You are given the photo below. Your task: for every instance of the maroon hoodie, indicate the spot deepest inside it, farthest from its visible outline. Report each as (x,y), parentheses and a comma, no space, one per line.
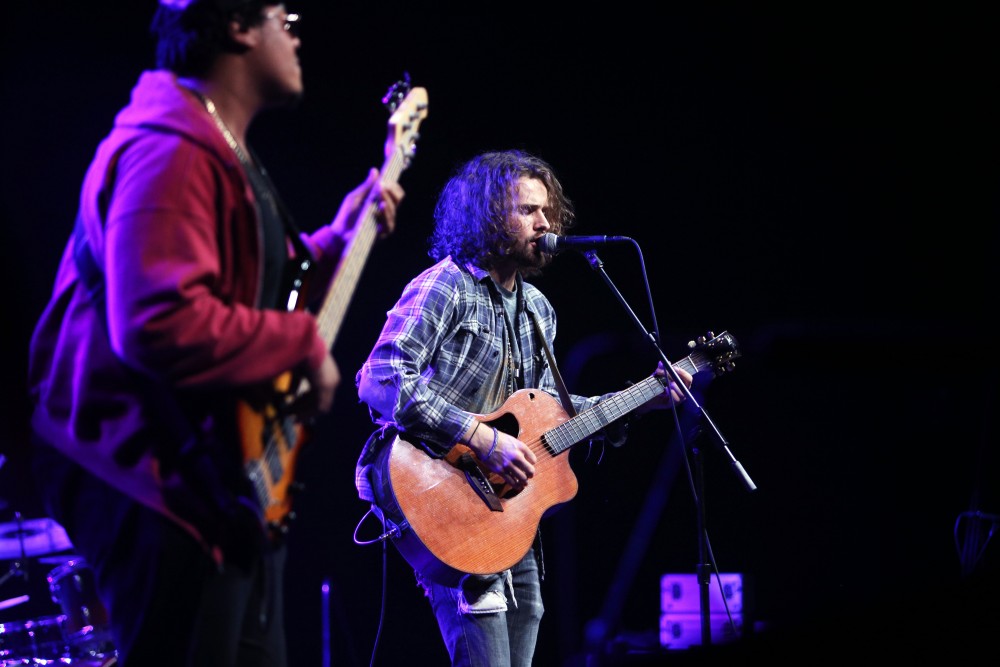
(172,224)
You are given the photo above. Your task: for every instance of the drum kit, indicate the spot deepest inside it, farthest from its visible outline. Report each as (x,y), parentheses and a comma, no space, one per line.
(55,619)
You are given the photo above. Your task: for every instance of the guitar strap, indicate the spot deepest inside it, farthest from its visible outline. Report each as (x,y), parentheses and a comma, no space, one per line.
(560,385)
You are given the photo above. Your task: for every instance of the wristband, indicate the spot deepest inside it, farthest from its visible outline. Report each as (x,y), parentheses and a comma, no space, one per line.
(493,447)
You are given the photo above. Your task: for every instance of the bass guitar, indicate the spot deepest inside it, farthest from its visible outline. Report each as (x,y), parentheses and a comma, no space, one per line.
(271,436)
(453,516)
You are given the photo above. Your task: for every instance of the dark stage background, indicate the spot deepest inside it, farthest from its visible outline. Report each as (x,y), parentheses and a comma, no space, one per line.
(818,181)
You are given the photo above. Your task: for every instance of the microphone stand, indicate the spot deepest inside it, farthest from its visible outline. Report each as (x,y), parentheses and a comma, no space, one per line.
(704,568)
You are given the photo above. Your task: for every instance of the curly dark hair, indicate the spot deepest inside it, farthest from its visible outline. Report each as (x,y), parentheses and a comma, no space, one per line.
(473,208)
(191,37)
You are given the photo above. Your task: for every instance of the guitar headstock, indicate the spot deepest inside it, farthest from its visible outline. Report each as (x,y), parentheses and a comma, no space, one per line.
(716,352)
(408,107)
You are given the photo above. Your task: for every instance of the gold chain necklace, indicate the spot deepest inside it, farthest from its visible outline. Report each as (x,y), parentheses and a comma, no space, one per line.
(219,123)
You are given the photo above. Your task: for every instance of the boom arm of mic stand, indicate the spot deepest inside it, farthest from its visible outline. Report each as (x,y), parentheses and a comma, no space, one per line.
(597,265)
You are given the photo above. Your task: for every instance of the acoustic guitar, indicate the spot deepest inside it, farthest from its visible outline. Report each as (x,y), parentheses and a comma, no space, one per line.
(453,516)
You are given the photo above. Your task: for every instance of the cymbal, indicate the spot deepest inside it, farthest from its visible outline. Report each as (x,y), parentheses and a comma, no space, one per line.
(13,602)
(32,537)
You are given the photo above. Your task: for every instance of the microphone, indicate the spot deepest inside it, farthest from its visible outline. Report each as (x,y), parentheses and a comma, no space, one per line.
(551,243)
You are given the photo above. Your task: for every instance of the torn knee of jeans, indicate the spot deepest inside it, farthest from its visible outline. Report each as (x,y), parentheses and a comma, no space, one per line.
(490,602)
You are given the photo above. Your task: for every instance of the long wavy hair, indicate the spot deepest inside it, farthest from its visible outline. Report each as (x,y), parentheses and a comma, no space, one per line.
(475,204)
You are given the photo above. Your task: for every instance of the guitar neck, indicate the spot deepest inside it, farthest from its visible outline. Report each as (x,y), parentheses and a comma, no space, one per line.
(592,420)
(330,315)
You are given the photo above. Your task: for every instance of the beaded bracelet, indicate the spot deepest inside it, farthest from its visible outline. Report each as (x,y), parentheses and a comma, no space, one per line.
(493,447)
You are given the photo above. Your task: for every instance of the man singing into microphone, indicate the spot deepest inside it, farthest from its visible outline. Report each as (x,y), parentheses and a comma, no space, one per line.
(464,336)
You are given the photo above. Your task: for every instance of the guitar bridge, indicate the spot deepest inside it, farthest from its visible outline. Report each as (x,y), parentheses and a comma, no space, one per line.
(479,482)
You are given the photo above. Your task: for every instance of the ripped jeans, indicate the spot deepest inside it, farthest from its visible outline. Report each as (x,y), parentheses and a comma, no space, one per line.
(490,621)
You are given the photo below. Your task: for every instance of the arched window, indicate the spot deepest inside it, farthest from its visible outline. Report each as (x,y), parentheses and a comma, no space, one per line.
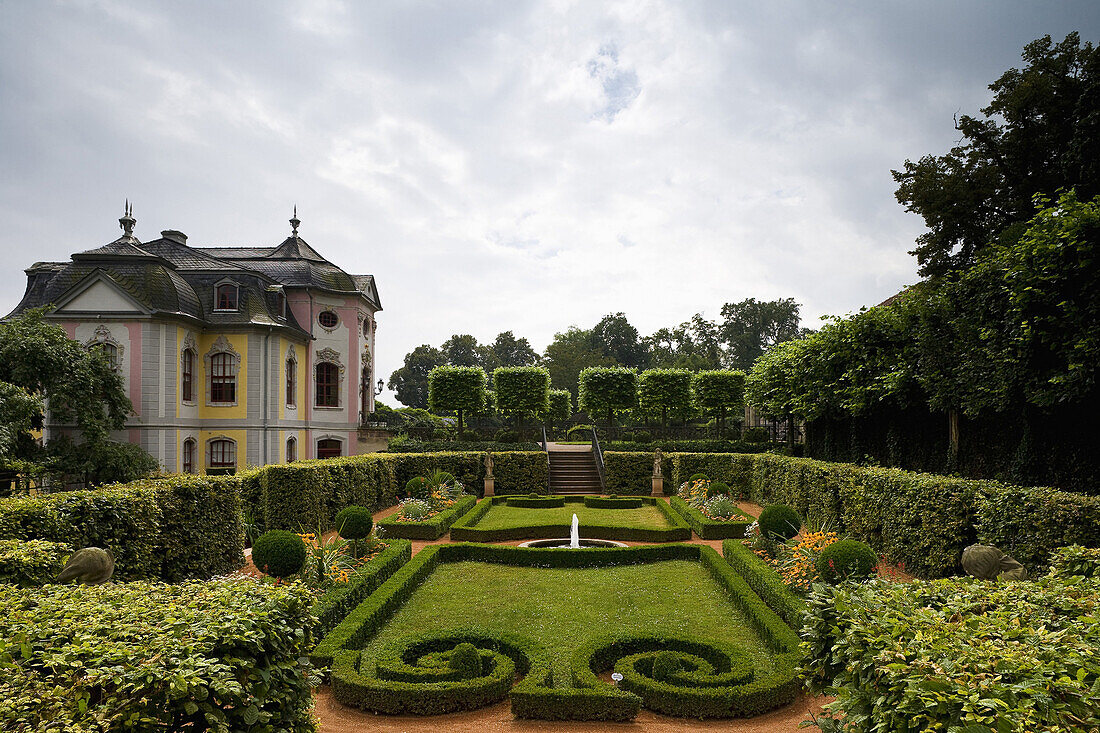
(292,381)
(188,457)
(328,384)
(222,455)
(226,297)
(222,379)
(329,448)
(187,375)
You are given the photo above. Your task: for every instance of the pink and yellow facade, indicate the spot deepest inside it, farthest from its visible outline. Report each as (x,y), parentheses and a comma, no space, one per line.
(231,357)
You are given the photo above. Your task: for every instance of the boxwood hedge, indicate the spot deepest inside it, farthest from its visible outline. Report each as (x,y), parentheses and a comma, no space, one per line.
(219,655)
(431,528)
(466,531)
(409,677)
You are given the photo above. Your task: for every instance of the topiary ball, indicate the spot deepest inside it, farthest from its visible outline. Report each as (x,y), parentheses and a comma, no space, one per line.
(466,660)
(354,522)
(779,521)
(279,553)
(666,664)
(417,488)
(717,489)
(847,559)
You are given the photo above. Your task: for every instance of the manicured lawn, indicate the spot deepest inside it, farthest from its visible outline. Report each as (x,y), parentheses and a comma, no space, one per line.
(502,516)
(562,608)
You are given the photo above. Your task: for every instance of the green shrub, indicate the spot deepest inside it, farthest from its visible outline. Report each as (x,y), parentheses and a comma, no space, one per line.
(354,522)
(218,655)
(956,655)
(31,562)
(779,521)
(717,489)
(279,553)
(465,660)
(664,664)
(846,559)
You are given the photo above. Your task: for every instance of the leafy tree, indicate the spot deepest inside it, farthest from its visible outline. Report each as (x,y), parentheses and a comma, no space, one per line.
(521,390)
(40,364)
(410,382)
(462,350)
(751,327)
(607,389)
(510,351)
(663,390)
(1040,133)
(719,390)
(457,389)
(618,340)
(569,354)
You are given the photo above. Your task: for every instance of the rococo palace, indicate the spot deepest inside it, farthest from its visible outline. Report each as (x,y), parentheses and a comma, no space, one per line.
(231,356)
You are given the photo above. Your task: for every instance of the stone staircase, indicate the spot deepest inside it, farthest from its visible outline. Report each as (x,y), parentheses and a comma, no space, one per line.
(573,472)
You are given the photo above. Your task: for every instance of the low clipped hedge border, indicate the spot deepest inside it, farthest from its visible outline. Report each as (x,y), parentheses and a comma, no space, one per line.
(432,528)
(543,693)
(465,529)
(341,599)
(218,655)
(169,528)
(612,502)
(541,502)
(765,582)
(920,520)
(706,527)
(31,562)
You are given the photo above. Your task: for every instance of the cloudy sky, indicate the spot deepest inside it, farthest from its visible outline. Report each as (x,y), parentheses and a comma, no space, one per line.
(504,165)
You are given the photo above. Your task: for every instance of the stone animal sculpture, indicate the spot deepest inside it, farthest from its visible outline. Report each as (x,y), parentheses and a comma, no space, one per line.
(986,562)
(90,566)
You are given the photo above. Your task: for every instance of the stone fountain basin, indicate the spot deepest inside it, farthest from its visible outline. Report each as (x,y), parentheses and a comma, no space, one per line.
(563,544)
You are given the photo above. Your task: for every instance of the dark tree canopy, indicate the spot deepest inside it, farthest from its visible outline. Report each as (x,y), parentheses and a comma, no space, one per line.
(1041,133)
(410,381)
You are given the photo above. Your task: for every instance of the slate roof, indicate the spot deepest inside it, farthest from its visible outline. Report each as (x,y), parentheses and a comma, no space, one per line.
(167,276)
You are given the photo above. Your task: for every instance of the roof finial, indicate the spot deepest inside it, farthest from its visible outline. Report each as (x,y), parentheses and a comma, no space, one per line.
(128,221)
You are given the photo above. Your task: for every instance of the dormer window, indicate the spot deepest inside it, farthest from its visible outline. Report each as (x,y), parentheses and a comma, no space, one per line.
(224,297)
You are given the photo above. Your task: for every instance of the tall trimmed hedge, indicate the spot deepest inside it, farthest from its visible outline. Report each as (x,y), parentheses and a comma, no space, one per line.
(219,656)
(921,520)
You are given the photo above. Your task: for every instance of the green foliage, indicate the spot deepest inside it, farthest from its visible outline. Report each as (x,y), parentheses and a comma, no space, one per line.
(432,527)
(407,675)
(221,656)
(846,559)
(465,660)
(607,389)
(537,502)
(661,390)
(718,391)
(521,390)
(1038,134)
(31,562)
(780,521)
(956,655)
(410,381)
(459,389)
(417,488)
(279,553)
(498,520)
(561,405)
(354,522)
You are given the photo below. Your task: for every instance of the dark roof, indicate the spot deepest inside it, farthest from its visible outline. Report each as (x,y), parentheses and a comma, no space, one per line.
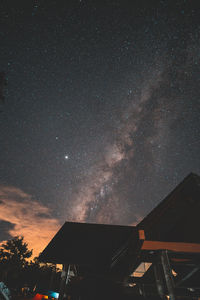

────────────────

--- THE TASK ---
Copy out each line of the records above that contains the word "acoustic".

--- TASK RESPONSE ---
You are given the photo above. Your task: for every instance of the acoustic guitar, indicate the spot deepest inside it, farthest from its visible outline. Report each as (x,y), parentheses and a comma, no space, one per line.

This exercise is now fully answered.